(Beginning of Source information)
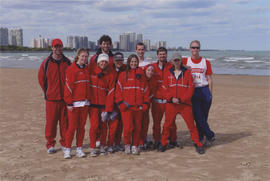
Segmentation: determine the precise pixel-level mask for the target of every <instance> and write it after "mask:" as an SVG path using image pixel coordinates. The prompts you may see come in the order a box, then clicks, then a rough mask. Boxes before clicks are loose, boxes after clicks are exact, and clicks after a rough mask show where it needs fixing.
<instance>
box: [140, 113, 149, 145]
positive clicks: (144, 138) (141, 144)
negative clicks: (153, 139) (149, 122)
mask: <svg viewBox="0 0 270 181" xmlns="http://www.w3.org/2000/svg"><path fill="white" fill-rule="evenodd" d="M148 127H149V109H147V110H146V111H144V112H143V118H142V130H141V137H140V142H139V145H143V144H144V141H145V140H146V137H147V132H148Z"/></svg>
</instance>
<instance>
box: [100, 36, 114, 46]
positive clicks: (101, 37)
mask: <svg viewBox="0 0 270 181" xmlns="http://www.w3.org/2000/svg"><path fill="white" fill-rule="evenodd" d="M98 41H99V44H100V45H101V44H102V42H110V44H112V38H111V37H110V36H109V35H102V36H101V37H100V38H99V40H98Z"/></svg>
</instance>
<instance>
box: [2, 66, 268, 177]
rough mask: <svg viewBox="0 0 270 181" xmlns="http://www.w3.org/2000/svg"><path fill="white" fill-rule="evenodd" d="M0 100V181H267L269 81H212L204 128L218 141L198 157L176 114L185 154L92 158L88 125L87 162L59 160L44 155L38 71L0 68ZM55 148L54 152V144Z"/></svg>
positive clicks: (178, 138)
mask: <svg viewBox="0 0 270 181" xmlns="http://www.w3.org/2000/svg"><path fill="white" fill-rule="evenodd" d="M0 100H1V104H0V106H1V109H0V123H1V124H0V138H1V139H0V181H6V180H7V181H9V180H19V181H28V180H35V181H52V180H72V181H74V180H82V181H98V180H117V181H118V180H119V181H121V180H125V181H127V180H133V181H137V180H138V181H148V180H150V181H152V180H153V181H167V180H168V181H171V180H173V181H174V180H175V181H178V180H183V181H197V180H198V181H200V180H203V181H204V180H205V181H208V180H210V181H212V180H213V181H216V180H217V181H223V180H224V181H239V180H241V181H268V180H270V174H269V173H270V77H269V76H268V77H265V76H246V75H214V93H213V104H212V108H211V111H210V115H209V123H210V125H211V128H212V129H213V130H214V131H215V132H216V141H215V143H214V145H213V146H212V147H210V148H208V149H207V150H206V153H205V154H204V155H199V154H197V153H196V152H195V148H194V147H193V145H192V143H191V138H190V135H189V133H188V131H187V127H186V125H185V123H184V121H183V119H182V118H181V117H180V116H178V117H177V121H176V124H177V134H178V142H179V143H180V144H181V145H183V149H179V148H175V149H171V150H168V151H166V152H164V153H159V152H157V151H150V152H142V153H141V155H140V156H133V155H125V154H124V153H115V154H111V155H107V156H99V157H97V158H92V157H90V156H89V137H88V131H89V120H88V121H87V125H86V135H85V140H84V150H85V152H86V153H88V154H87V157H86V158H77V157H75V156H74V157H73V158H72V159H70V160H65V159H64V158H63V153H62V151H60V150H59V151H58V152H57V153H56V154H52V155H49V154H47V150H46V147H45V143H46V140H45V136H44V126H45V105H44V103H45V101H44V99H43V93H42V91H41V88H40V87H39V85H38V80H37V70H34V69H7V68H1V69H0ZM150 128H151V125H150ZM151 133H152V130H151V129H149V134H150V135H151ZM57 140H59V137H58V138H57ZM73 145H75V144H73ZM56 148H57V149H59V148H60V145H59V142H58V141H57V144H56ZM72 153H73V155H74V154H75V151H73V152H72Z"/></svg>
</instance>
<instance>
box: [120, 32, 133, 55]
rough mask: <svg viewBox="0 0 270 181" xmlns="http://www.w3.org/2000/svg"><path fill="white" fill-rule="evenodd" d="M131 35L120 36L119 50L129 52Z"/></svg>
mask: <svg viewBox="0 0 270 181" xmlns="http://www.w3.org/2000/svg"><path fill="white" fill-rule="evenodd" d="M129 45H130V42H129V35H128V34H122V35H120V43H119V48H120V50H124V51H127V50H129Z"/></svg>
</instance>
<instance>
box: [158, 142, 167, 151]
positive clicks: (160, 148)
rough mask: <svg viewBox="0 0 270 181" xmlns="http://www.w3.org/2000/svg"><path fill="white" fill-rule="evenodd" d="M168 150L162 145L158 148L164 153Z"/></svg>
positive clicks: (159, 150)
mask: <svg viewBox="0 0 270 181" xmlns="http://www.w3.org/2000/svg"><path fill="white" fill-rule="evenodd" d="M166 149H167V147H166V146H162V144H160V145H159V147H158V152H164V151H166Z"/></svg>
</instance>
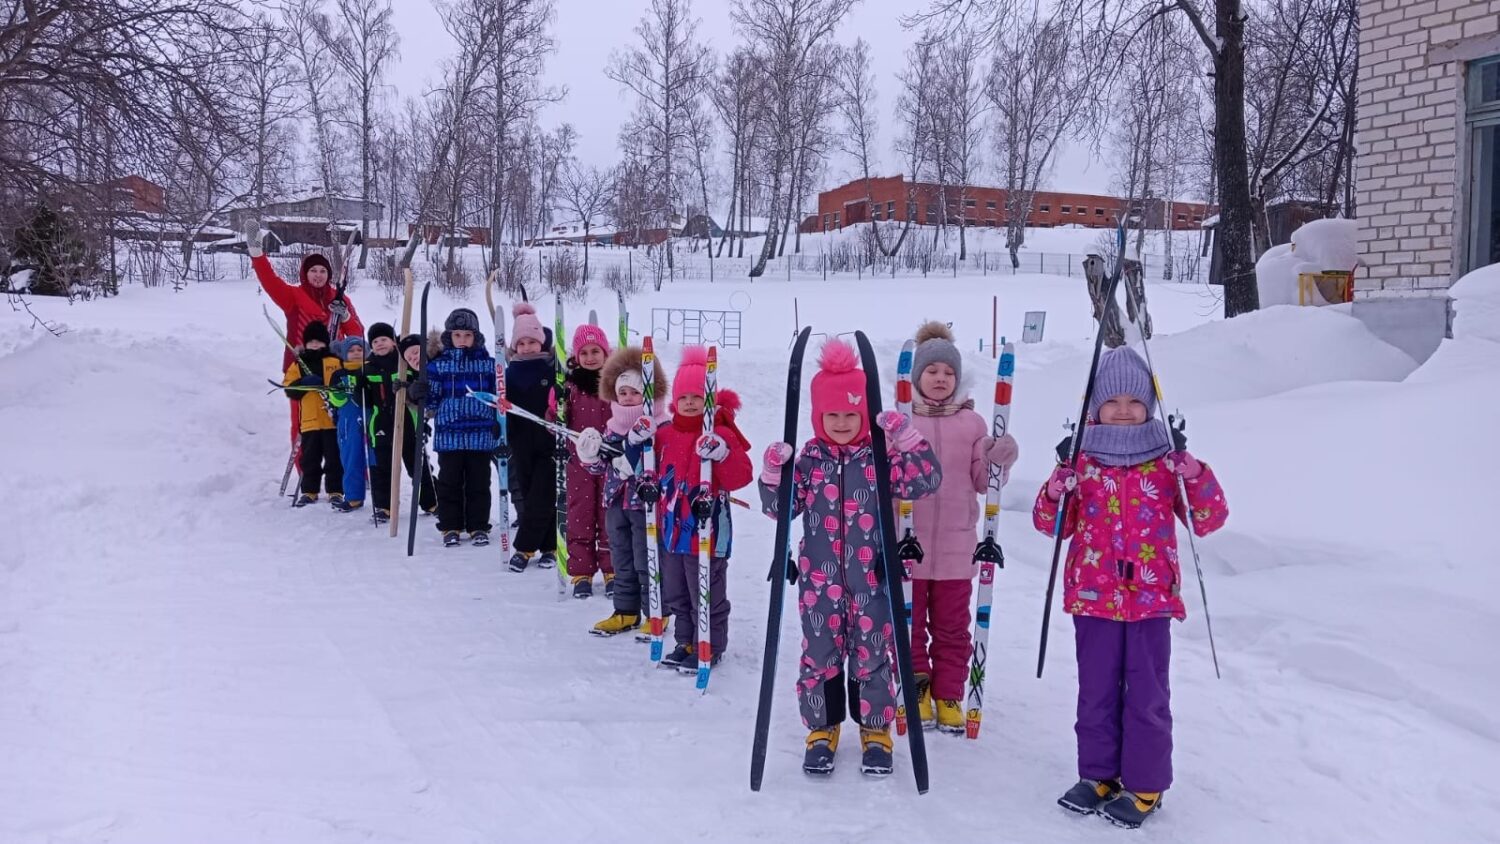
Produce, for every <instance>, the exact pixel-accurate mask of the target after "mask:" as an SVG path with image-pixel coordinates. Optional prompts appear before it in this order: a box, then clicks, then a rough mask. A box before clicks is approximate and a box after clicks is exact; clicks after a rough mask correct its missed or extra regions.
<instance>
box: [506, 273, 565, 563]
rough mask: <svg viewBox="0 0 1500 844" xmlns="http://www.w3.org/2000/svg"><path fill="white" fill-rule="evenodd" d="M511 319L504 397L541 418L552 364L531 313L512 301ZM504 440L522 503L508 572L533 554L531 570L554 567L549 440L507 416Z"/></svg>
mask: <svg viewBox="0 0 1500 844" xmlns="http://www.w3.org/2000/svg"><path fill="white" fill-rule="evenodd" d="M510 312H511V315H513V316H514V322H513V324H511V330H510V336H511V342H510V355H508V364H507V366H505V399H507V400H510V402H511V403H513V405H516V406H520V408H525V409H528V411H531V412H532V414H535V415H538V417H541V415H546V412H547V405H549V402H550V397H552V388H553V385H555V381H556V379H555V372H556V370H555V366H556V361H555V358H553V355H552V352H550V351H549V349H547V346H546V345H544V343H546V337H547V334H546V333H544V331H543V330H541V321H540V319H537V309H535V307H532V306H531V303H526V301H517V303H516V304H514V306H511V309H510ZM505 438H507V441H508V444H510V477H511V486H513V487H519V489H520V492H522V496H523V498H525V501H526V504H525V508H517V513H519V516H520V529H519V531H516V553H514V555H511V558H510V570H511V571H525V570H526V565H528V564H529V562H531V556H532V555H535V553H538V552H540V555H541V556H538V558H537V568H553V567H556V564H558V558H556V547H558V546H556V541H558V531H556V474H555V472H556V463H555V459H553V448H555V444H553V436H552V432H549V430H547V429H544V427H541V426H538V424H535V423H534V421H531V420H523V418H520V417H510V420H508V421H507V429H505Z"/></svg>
(End of Source information)
__Assignment__
Every line above should be copied exactly, apart from any pictures.

__Result of this task__
Segmentation: determine the precise pixel-level mask for the target of every <instance> and write it after "mask:" as an SVG path using image pixel coordinates. The prompts you may see come in the order a box, then clicks, then a rough mask. Boxes before clicks are loose, boxes after clicks are exact, and clicks after a rough mask show where it needs fixing.
<instance>
box: [140, 113, 149, 145]
positive clicks: (144, 138) (141, 144)
negative clicks: (153, 139) (149, 122)
mask: <svg viewBox="0 0 270 181" xmlns="http://www.w3.org/2000/svg"><path fill="white" fill-rule="evenodd" d="M148 127H149V109H147V110H146V111H144V112H143V118H142V130H141V137H140V142H139V145H143V144H144V141H145V140H146V137H147V132H148Z"/></svg>
</instance>
<instance>
box: [100, 36, 114, 46]
positive clicks: (101, 37)
mask: <svg viewBox="0 0 270 181" xmlns="http://www.w3.org/2000/svg"><path fill="white" fill-rule="evenodd" d="M98 41H99V44H100V45H101V44H102V42H110V44H112V38H111V37H110V36H109V35H102V36H101V37H100V38H99V40H98Z"/></svg>
</instance>
<instance>
box: [2, 66, 268, 177]
rough mask: <svg viewBox="0 0 270 181" xmlns="http://www.w3.org/2000/svg"><path fill="white" fill-rule="evenodd" d="M0 100V181H267L269 81H212L204 128L218 141L198 157L176 114L185 154L92 158L88 125L87 162L59 160L44 155L38 71L0 68ZM55 148L54 152V144Z"/></svg>
positive clicks: (178, 138)
mask: <svg viewBox="0 0 270 181" xmlns="http://www.w3.org/2000/svg"><path fill="white" fill-rule="evenodd" d="M0 100H1V104H0V106H1V109H0V123H1V124H0V138H1V139H0V181H6V180H7V181H9V180H19V181H28V180H35V181H52V180H72V181H74V180H82V181H98V180H117V181H118V180H119V181H121V180H125V181H127V180H133V181H137V180H138V181H148V180H150V181H152V180H153V181H167V180H168V181H171V180H173V181H174V180H175V181H178V180H183V181H197V180H198V181H200V180H203V181H204V180H205V181H208V180H210V181H212V180H213V181H216V180H217V181H223V180H224V181H239V180H241V181H268V180H270V174H269V173H270V77H269V76H268V77H265V76H246V75H214V93H213V104H212V108H211V111H210V115H209V123H210V125H211V128H212V129H213V130H214V131H215V132H216V141H215V143H214V145H213V146H212V147H210V148H208V149H207V150H206V153H205V154H204V155H199V154H197V153H196V152H195V148H194V147H193V145H192V143H191V138H190V135H189V133H188V131H187V127H186V125H185V123H184V121H183V119H182V118H181V117H180V116H178V117H177V121H176V124H177V134H178V142H179V143H180V144H181V145H183V149H179V148H175V149H171V150H168V151H166V152H164V153H159V152H157V151H150V152H142V153H141V155H140V156H133V155H125V154H124V153H115V154H111V155H107V156H99V157H97V158H92V157H90V156H89V137H88V131H89V120H88V121H87V125H86V135H85V140H84V150H85V152H86V153H88V154H87V157H86V158H77V157H75V156H74V157H73V158H72V159H70V160H65V159H64V158H63V153H62V151H60V150H59V151H58V152H57V153H56V154H52V155H49V154H47V150H46V147H45V143H46V140H45V136H44V126H45V105H44V103H45V101H44V99H43V93H42V91H41V88H40V87H39V85H38V80H37V70H34V69H7V68H1V69H0ZM150 128H151V125H150ZM151 133H152V130H151V129H149V134H150V135H151ZM57 140H59V137H58V138H57ZM73 145H75V144H73ZM56 148H57V149H59V148H60V145H59V142H58V141H57V144H56ZM72 153H73V155H74V154H75V151H73V152H72Z"/></svg>
</instance>
<instance>
box: [120, 32, 133, 55]
rough mask: <svg viewBox="0 0 270 181" xmlns="http://www.w3.org/2000/svg"><path fill="white" fill-rule="evenodd" d="M131 35L120 36L119 50L129 52Z"/></svg>
mask: <svg viewBox="0 0 270 181" xmlns="http://www.w3.org/2000/svg"><path fill="white" fill-rule="evenodd" d="M129 45H130V42H129V35H128V34H122V35H120V43H119V48H120V50H124V51H127V50H129Z"/></svg>
</instance>
<instance>
box: [158, 142, 167, 151]
positive clicks: (160, 148)
rough mask: <svg viewBox="0 0 270 181" xmlns="http://www.w3.org/2000/svg"><path fill="white" fill-rule="evenodd" d="M168 150L162 145L158 148L164 153Z"/></svg>
positive clicks: (159, 150)
mask: <svg viewBox="0 0 270 181" xmlns="http://www.w3.org/2000/svg"><path fill="white" fill-rule="evenodd" d="M166 149H167V147H166V146H162V144H160V145H159V147H158V152H164V151H166Z"/></svg>
</instance>
Produce, for every <instance>, the exact pixel-accurate mask of the target after "mask:" as an SVG path with image-pixel coordinates. Optional prompts appear before it in this order: a box, then clicks, then a rough mask. A box before clicks is approximate and a box after clicks is exact; clicks after a rough mask correct its missed or extra regions.
<instance>
box: [506, 273, 565, 563]
rough mask: <svg viewBox="0 0 1500 844" xmlns="http://www.w3.org/2000/svg"><path fill="white" fill-rule="evenodd" d="M511 319L504 397L541 418L552 364L531 313L512 301ZM504 440L522 503L508 572L533 554L531 570L554 567L549 440L507 416Z"/></svg>
mask: <svg viewBox="0 0 1500 844" xmlns="http://www.w3.org/2000/svg"><path fill="white" fill-rule="evenodd" d="M510 312H511V315H513V316H514V322H513V324H511V330H510V336H511V342H510V355H508V364H507V366H505V399H507V400H510V402H511V403H513V405H516V406H520V408H525V409H528V411H531V412H532V414H535V415H538V417H541V415H546V412H547V405H549V402H550V397H552V388H553V385H555V381H556V379H555V372H556V370H555V366H556V361H555V358H553V355H552V352H550V351H549V349H547V346H546V345H544V343H546V337H547V334H546V333H544V331H543V330H541V321H540V319H537V309H535V307H532V306H531V303H526V301H517V303H516V304H514V306H511V309H510ZM505 438H507V441H508V444H510V477H511V486H513V487H519V489H520V492H522V496H523V498H525V501H526V504H525V508H517V513H519V516H520V529H519V531H516V553H514V555H511V558H510V570H511V571H525V570H526V565H528V564H529V562H531V556H532V555H535V553H538V552H540V555H541V556H538V558H537V568H553V567H556V564H558V558H556V547H558V546H556V541H558V531H556V474H555V472H556V463H555V459H553V448H555V444H553V436H552V432H549V430H547V429H544V427H541V426H538V424H535V423H534V421H531V420H523V418H520V417H510V420H508V421H507V429H505Z"/></svg>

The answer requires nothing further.